# Supplied records
+++++

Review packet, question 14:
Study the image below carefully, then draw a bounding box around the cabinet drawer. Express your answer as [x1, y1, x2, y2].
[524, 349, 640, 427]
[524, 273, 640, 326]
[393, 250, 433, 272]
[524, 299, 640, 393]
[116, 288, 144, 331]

+++++

# What the exercise asks
Copy every line of the items above verbatim, with no changes to wording, numbers, or punctuation.

# Task response
Review packet, question 14:
Study the image below carefully, then draw a bounding box around the cabinet drawer. Express your answer as [x1, y1, x2, y2].
[524, 349, 640, 427]
[524, 273, 640, 326]
[393, 250, 433, 272]
[524, 299, 640, 393]
[116, 288, 144, 331]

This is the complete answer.